> [What you will do]
Below is a set of entries. Print the line that contains "Each instance of the white cloud" and every later line word for word, through the final one.

(Point-per-instance localization data)
---
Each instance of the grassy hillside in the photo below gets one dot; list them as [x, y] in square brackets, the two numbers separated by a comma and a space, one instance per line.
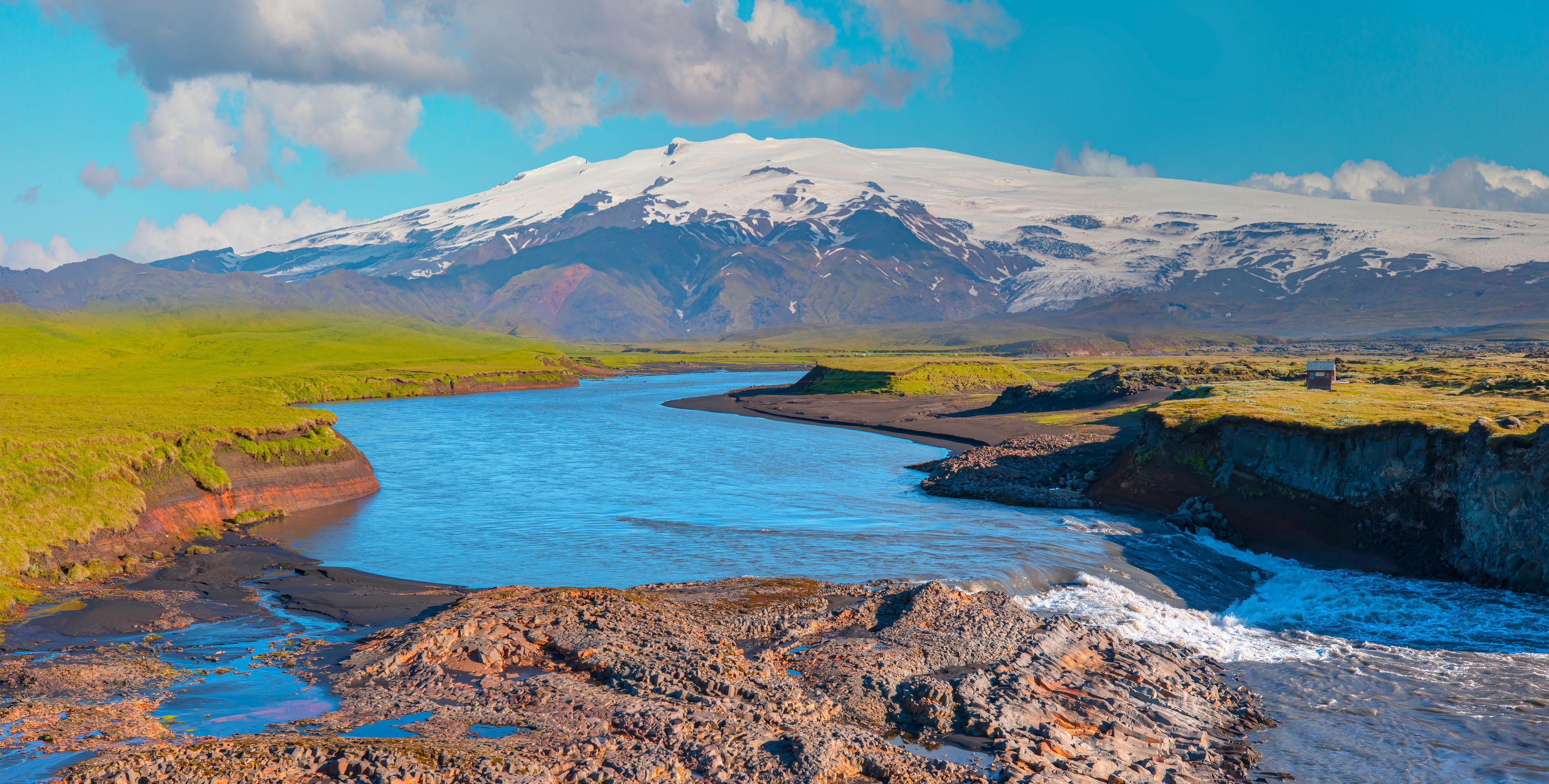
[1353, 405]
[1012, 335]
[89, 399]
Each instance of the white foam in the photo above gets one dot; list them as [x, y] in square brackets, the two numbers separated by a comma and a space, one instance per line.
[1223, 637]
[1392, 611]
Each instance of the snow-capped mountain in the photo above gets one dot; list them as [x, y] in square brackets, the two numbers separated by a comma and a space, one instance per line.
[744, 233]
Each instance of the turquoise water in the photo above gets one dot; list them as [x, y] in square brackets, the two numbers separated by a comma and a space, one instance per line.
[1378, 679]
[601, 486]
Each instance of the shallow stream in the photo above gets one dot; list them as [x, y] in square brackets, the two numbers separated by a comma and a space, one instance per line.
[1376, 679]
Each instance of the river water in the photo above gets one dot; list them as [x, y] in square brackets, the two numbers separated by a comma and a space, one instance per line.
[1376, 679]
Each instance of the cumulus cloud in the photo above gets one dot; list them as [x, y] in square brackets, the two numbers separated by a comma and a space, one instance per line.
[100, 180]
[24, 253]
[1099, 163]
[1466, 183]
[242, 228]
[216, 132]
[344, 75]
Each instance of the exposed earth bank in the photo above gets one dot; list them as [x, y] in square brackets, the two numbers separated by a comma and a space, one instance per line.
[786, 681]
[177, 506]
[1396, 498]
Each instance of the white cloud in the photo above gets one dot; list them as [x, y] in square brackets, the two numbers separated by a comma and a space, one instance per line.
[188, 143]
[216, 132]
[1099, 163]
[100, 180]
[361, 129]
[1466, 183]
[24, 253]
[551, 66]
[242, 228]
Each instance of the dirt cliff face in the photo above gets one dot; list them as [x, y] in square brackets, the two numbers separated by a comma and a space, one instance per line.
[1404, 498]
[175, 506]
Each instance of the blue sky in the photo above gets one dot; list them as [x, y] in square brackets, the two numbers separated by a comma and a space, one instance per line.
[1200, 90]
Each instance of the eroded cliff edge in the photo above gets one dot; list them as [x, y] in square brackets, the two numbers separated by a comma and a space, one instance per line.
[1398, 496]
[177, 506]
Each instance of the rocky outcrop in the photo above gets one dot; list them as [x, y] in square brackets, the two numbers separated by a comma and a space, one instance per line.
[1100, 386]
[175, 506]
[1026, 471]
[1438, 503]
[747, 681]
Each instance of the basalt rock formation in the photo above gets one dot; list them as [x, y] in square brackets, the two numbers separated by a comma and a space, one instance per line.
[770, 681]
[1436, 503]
---
> [Task answer]
Each instance of the white cloud in the photo above gets one dot; list them as [x, y] in square brackets, the two numbers separated by a comma and a space, one instance per line.
[188, 143]
[216, 132]
[1099, 163]
[100, 180]
[361, 129]
[1466, 183]
[24, 253]
[551, 66]
[242, 228]
Each instance of the dirt cliff face in the photo above gets one dot; list them as [x, y] in square brackets, the two numbers separated by a comma and a space, one instance per line.
[1404, 498]
[175, 506]
Each instance of the blue sky in the photo above gets one dot; list them as [x, y] in square brackets, the two numbers separated by a comma and a space, one instance per line.
[1200, 90]
Each instance of the eroded cliff edge in the photo above gets one dot; list them as [x, y] in square brackets, the two numbers separated by a comma and a space, one instance per line.
[1398, 496]
[177, 506]
Each instance of the rocky outcrop in the photo above gets one dot; list them as [x, y] in square brackets, the two numbers separated by a comma and a space, one instance per line.
[1100, 386]
[175, 506]
[1026, 471]
[1438, 503]
[747, 681]
Each instance of the basalt rock formation in the photo above gets one dot; list them as [x, y] in square brackets, the two numbers separated by a comma and a space, one instance per line.
[770, 681]
[1436, 503]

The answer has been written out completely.